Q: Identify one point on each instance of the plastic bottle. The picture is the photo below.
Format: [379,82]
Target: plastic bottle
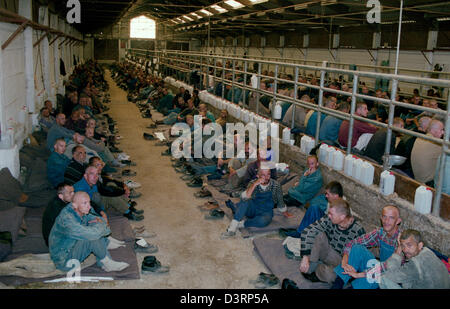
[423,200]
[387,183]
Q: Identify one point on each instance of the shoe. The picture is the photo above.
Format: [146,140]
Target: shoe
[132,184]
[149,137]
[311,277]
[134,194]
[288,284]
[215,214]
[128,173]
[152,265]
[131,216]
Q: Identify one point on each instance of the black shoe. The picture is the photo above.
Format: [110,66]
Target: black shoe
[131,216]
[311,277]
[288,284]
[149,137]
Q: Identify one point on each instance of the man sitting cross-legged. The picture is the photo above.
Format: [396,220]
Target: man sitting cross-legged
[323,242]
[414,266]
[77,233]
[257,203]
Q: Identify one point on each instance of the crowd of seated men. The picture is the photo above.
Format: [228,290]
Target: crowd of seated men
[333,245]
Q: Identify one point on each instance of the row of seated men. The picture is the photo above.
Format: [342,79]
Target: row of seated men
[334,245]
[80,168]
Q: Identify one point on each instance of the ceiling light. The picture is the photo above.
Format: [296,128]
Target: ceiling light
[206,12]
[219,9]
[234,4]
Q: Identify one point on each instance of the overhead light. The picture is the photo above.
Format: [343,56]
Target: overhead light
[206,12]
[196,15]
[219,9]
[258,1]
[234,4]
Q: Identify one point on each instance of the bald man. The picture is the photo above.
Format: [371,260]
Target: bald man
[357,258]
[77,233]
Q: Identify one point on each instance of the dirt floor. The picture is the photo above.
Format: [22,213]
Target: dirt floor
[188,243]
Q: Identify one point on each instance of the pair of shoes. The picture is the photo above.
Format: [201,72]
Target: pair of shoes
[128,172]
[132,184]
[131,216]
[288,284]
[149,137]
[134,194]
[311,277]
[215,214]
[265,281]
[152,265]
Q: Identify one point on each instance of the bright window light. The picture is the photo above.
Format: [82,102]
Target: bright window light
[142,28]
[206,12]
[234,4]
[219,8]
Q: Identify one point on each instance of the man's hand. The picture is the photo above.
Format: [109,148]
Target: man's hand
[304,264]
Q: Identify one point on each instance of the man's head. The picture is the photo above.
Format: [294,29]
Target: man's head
□ □ □ □ □ □ □
_Directions for this task_
Copy out all of the data above with "Identify" replaced by "Mark" everywhere it occurs, keeping everything else the same. Leave the pictures out.

_Output_
Q: Mark one point on each instance of the plastic bottle. The picture is the photo below.
Format: [379,82]
Target: plastic bottle
[423,200]
[387,183]
Q: Mark one point on each instance of the shoe. The picture is the photo above.
Format: [146,140]
Target: shoe
[132,184]
[149,137]
[311,277]
[134,194]
[288,284]
[215,214]
[128,173]
[152,265]
[131,216]
Q: Mark one point on each instance of the black shoe. The picture is the photo above.
Format: [110,66]
Target: black shoe
[131,216]
[311,277]
[288,284]
[149,137]
Q: Mark one point on each instance of the man sitting cross-legged. The picture is the photo above.
Format: [396,220]
Target: man sitting cross-legged
[323,242]
[414,266]
[77,233]
[257,203]
Q: Mark one point on each instance of the crowd of seated men. The picture is the photo above.
Format: [228,290]
Target: crowd of seated men
[333,245]
Q: Mark one point on each instance of the row of seated men. The picture is the photo above.
Format: [342,79]
Target: row of seated men
[334,245]
[80,168]
Q: Mark one point on each instance of the ceiling light. The picture is the photo above.
Format: [296,128]
Target: ceiling light
[206,12]
[219,9]
[234,4]
Q: Mark one point on each instance of the overhead light. The picture is the photo above.
Format: [343,56]
Target: overhead light
[206,12]
[196,15]
[219,9]
[258,1]
[234,4]
Q: Mark one point on each instance of the bald man. The picture is the photo above.
Format: [371,260]
Target: bald man
[357,258]
[77,233]
Q: Mark one point on each instance of the dirt floor. The picture is the photo above.
Format: [22,213]
Target: dirt floor
[188,243]
Q: Mark one point on each instance of the pair of shoes. The picture is the photo above.
Format: [201,72]
Target: pair of shoes
[128,172]
[132,184]
[131,216]
[288,284]
[149,137]
[134,194]
[311,277]
[215,214]
[265,281]
[152,265]
Q: Mark one point on each instance of the bright window light. The picture is the photo above.
Format: [82,102]
Target: bright window light
[142,28]
[206,12]
[234,4]
[219,8]
Q: Mark one point on each instance of the man's hand. The picture is the photo above.
Format: [109,148]
Target: man's hand
[304,264]
Q: Mark one point on each instance of the man's head. The picture is the photo above.
Format: [294,29]
Target: man's head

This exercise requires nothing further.